▶ Tareas:
[A] Resume el texto de origen en dos oraciones.
[B] ¿Qué países aparecen nombrados en el texto de origen? Enuméralos todos.
[C] Traduce al inglés esta oración del texto de origen: "Mi paseo había comenzado en julio, como delegado al Festival Mundial de la Juventud y los Estudiantes que se celebraba en Bulgaria."

▶ Texto de origen:
- - - -
En la frontera entre Checoslovaquia y República Federal de Alemania, esperaba
una bandada de periodistas impíos que se abalanzaban sobre sus presas
informativas. Con filmadoras, cámaras fotográficas y grabadoras asediaban a los
pasajeros del tren. Correteaban al lado del convoy. Ofrecían dinero a cambio de
asegurarse testimonios de lo que se presumía los viajeros acababan de ver.
Éramos los primeros evacuados, luego de la invasión que se había iniciado unos
diez días atrás, testigos del aplastamiento brutal de La Primavera de Praga.
Aunque no llevaba más que 50 dólares dobladitos en el zapato, y con un futuro
inmediato absolutamente nublado, cuando me abordaron me negué a aportar algún
detalle, a dejarme retratar. Los sucesos de Praga, que comenzaron en la
madrugada del 21 de agosto de 1968 y terminarían 21 años después con la
disolución del régimen totalitario en el otoño de 1989 (La Revolución de
Terciopelo), fueron tan intensos para mí que no podía contarlos por señas, a
falta de idioma adecuado, ni poniendo cara de refugiado, ni tampoco a cambio de
divisas.
Salmo de mil campanas. Me habían advertido que en 1956 hubo una matanza
adicional en Budapest, a raíz de la intervención de tropas soviéticas en
Hungría, transportadas para aniquilar los intentos de reformas en ese país que
también era parte del Pacto de Varsovia. Contaban que la mitad de los mil
estudiantes extranjeros radicados allí habían sido asesinados, no por los
invasores sino por la propia población indignada. La ira popular podría tener
réplica ante esta nueva intromisión militar. De manera que en Praga me dijeron
que corría peligro si salía a la calle porque la gente consideraba igualmente
ocupante a todo extranjero que por casualidad se encontrase de paseo.
Mi paseo había comenzado en julio, como delegado al Festival Mundial de la
Juventud y los Estudiantes que se celebraba en Bulgaria. Tenía 22 años.
El primer indicio de que un enjambre mañoso rondaba el cielo, me lo topé en la
tres veces centenaria cervecería U Fleku la noche del 20 de agosto. Se escuchaba
zumbido de aviones que aterrizaban en el aeropuerto internacional de Ruzyne, a
escasos veinte kilómetros de la ciudad. El grupo de bebedores de cerveza cruda
(la misma que le servían al caballo de Napoleón Bonaparte en ese mismo lagar,
según alardeaba el menú), fue víctima de una golpiza al grito de Comunistas
Kaput. Una pandilla de jóvenes checos más ebrios que nosotros, que sí había
advertido la intención de aquellos bombarderos que sobrevolaban la ciudad, le
cayó encima al grupo tan pronto dejamos la ilustre cervecería. Intervino la
policía, disolvió la gresca y mandó a todo el mundo para sus casas, con los
checos llevando la peor parte, no por nuestra reacción vigorosa sino por la
porra amansaguapo de la milicia. Antes de amanecer, a las cinco y media de la
mañana, un gigantesco tanque verde, piloteado por un soldado mongol, se instaló
a las puertas del lobby de la residencia estudiantil donde habitaba. Un
portugués criollo que estudiaba Ciencias en la UCV, judoka él, que en ese
momento estaba haciendo calistenia en un parque cercano, comenzó desesperado a
tocar puertas y a despertar a todos los huéspedes. Los checos de anoche vinieron
a vengarse, gemía. Pero al primer corte de legañas comprendí que efectivamente
el país había sido invadido. Las tropas del Pacto de Varsovia, que entonces
hacía rutinarios ejercicios militares en Polonia, se habían desplazado hasta el
río Moldava, en busca de un pleito que nadie en ese país estaba dispuesto a
consentir.
- - - -
▶ Líneas de datos:

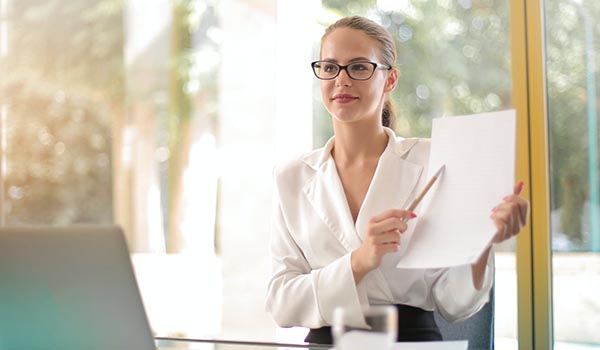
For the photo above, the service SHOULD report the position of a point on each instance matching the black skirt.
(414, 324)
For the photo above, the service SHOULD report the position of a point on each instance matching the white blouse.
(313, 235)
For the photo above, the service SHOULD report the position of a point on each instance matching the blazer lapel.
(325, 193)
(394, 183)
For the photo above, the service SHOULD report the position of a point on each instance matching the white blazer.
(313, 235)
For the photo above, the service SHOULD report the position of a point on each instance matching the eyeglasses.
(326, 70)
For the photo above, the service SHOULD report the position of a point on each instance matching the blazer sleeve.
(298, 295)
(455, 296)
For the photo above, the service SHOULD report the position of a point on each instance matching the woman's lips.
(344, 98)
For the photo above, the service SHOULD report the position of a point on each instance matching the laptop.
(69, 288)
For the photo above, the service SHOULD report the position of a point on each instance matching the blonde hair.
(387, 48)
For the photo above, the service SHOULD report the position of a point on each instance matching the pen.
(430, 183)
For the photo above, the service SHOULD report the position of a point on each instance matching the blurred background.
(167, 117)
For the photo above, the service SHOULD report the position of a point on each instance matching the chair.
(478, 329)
- - - -
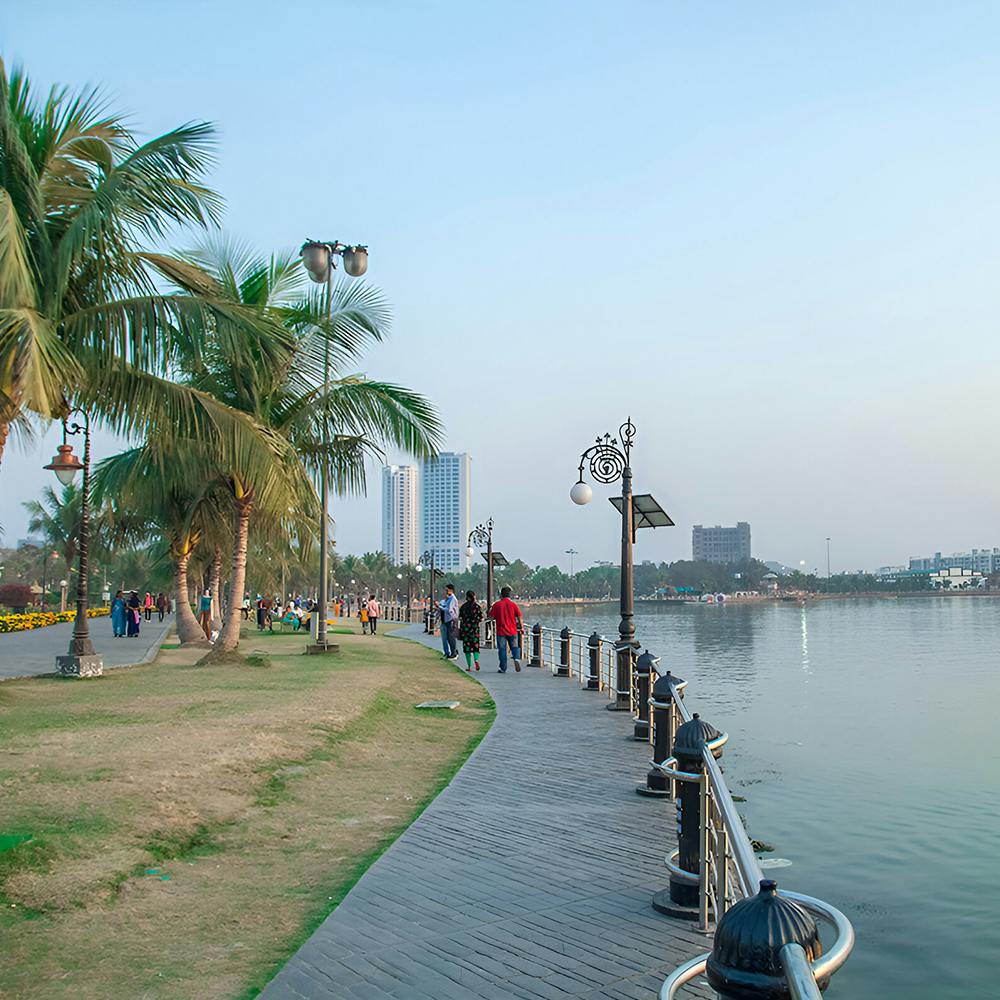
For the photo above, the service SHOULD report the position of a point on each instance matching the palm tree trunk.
- - - -
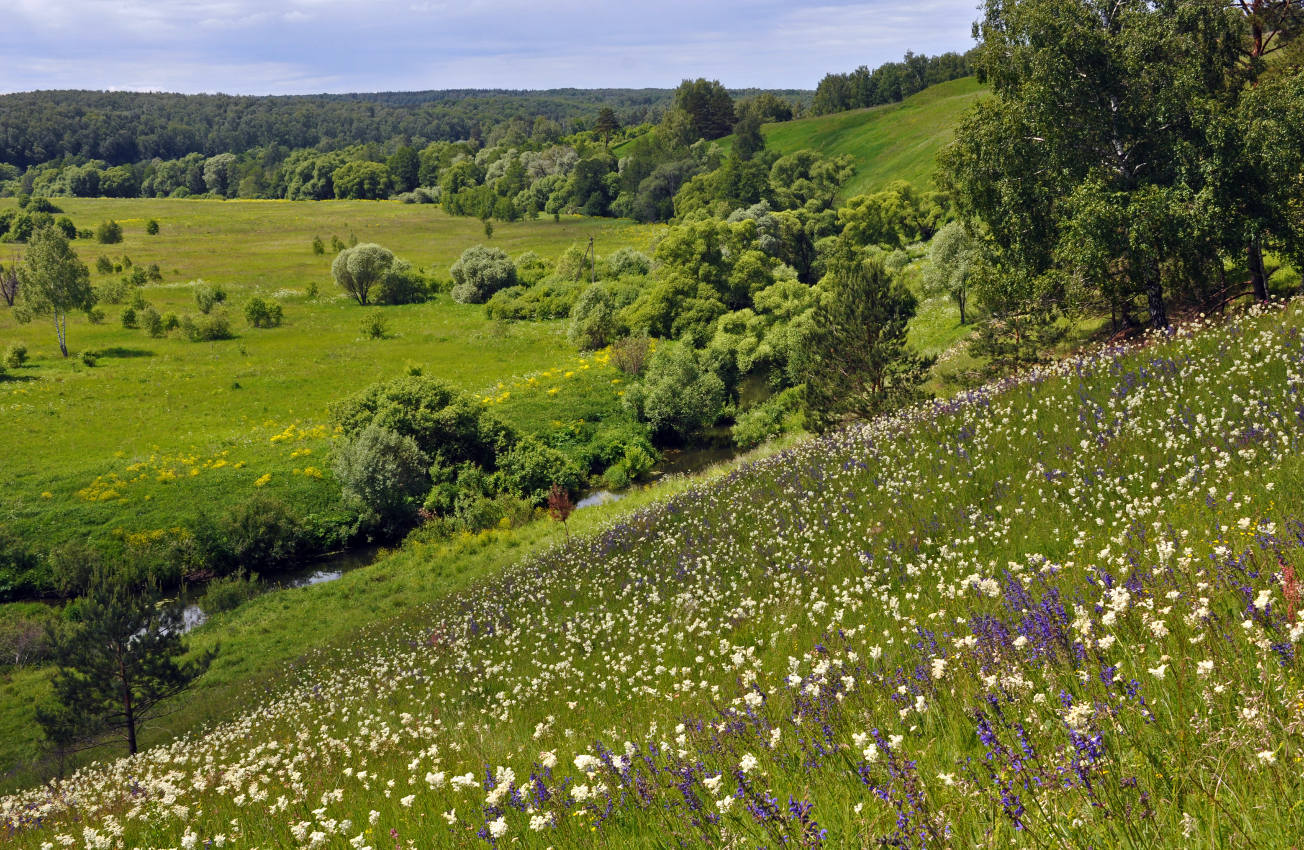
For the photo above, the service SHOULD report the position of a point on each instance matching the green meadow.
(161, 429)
- - - -
▶ Respuestas:
[A] Quien narra tenía 22 años y había viajado en julio como delegado al Festival Mundial de la Juventud y los Estudiantes en Bulgaria. En Praga presenció la invasión de las tropas del Pacto de Varsovia, iniciada en la madrugada del 21 de agosto de 1968, y luego fue de los primeros evacuados; en la frontera con la República Federal de Alemania se negó a dar testimonio a los periodistas.

[B] Checoslovaquia, República Federal de Alemania, Hungría, Bulgaria, Polonia

[C] My trip had begun in July, as a delegate to the World Festival of Youth and Students that was being held in Bulgaria.